Named-object pointing records:
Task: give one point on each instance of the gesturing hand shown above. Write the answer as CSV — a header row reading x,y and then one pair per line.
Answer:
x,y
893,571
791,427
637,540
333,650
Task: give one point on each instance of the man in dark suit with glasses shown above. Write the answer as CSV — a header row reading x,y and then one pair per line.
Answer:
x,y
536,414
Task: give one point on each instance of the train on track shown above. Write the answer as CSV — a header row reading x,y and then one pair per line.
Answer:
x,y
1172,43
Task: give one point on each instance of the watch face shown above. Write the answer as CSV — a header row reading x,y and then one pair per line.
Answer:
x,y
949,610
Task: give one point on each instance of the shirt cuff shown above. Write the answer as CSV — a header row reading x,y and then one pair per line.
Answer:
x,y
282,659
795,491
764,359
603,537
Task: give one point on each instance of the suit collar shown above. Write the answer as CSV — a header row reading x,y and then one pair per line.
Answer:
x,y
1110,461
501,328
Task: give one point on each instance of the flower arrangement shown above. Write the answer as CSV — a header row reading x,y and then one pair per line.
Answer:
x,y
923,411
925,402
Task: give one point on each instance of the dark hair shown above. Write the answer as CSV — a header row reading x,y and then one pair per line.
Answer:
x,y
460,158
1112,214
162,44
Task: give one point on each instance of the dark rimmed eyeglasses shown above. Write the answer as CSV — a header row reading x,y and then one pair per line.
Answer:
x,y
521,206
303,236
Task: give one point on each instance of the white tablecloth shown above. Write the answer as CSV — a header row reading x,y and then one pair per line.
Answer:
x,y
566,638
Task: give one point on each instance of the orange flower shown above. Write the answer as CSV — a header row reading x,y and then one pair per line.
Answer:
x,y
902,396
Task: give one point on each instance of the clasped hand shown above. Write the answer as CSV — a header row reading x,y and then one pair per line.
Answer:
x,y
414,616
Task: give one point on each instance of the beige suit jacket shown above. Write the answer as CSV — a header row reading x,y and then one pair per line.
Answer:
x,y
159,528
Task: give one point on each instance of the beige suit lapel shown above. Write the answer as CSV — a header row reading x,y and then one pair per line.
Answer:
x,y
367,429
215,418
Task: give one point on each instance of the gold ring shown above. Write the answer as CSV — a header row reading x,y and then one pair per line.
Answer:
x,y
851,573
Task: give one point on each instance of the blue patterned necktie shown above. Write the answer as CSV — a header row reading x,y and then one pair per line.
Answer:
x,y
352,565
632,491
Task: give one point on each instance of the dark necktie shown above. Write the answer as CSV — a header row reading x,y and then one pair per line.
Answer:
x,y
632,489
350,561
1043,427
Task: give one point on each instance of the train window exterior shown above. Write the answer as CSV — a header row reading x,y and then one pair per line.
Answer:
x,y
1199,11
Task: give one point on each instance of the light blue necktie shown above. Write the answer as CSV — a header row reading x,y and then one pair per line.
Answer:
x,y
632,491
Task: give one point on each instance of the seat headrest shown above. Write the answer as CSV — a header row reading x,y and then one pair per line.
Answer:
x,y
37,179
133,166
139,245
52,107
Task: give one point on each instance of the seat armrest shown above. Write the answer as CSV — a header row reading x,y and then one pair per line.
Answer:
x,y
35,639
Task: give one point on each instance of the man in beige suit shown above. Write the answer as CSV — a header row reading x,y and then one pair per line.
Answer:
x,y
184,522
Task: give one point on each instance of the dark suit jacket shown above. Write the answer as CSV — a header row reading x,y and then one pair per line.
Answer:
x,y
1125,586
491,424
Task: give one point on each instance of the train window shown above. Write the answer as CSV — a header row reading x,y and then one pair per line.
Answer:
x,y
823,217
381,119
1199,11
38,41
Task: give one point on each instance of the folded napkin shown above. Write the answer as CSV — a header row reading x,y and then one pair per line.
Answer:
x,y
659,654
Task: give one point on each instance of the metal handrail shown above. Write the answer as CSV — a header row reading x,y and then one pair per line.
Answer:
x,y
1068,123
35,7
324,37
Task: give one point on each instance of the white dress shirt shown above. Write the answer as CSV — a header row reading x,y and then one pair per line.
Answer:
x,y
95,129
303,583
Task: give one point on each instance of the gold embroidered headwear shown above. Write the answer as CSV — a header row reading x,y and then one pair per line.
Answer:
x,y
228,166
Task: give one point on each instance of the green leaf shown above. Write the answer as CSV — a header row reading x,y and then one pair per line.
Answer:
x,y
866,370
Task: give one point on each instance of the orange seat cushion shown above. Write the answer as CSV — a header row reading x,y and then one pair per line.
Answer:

• Exercise objective: Repeat, exactly and only, the lines above from the one containing "Task: give one point on each instance of the light" through the end of the material.

• Task solution:
Task: give one point on each instance of the light blue necktie shown above. Write the answer as CSV — a header row reading x,y and then one pair per line.
Answer:
x,y
632,491
Task: give one point on each instance of the seat headrest shown above. Write the answer as CSV — a header row reading x,y and then one pair per line.
Answer:
x,y
37,179
133,166
139,245
52,107
Task: give one point on each instance of the seat armrest shown above. Write the answer as CSV — a header row reading x,y and then one pair per line.
Answer:
x,y
35,639
Task: give one point on each instance of the man in beige suit shown above. Write the answer as CSV — a header row reading x,y and then one pair per line.
Answer:
x,y
184,522
Task: give one point on each instance of the dark suit jacket shown above. Write the answer as CSV — a header row reading x,y and then one pair per line.
Answer:
x,y
1125,586
491,424
Task: give one point on each instance of the train window shown above. Write the answer as CSV — a header row reading x,y and then one pair per line.
Answer:
x,y
823,217
381,119
1199,11
38,41
Task: give one point on each instance of the folded napkin shown above. Write the answer as CSV — a header row reading x,y and then one pair per line.
Answer:
x,y
659,654
Task: give one point on each instance of the metal handrail shown above. Write the answer as CSV — a header row reading x,y and then one pair per line.
Answer:
x,y
1068,123
35,7
324,37
Task: give one point on each instance of the white dress shirt shown above. Write the answer as CSV — a header row reading x,y and then one pair per line.
Answer:
x,y
95,129
303,583
Task: give one point on each instance of the gold embroidered headwear shown above. Write the answer as CSV — a header row reading x,y and then one pair per line.
Answer:
x,y
228,166
Task: give one point on each instance of the green leaf shown above. Write the answer as CSV — a header row reading x,y and then one pair per line.
Answer:
x,y
866,370
Task: give one point on each instance of the orange seat cushion shown above. Write the answer as CSV — a header row reading x,y and then one pair per line.
Answer:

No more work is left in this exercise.